▸ Written exercise
How many of the lines below contain the word "middle"? Reply with the number alone.

--- Start Data for processing ---

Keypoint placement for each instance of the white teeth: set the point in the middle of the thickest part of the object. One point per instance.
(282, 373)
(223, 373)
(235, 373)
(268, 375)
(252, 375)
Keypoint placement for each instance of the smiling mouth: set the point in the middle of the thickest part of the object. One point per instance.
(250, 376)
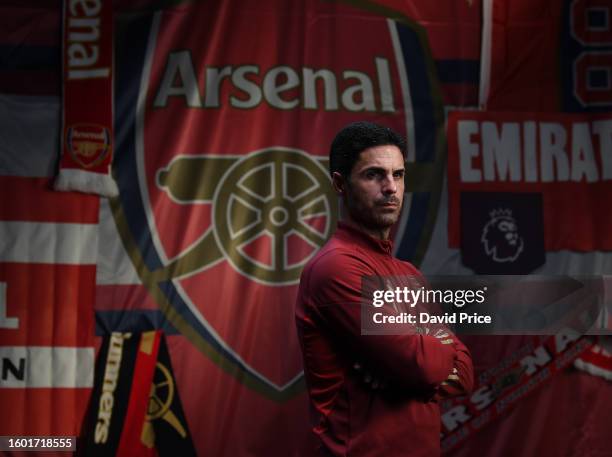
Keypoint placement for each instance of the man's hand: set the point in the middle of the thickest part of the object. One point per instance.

--- End Data for processing ---
--- Start Data for processing ---

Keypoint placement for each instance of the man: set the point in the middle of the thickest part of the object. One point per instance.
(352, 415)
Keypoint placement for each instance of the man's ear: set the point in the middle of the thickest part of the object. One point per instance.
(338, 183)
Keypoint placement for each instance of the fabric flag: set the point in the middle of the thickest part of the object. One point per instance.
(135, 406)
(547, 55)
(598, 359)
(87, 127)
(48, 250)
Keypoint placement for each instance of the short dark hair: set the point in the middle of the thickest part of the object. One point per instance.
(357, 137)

--- End Data for processing ---

▸ Exercise answer
7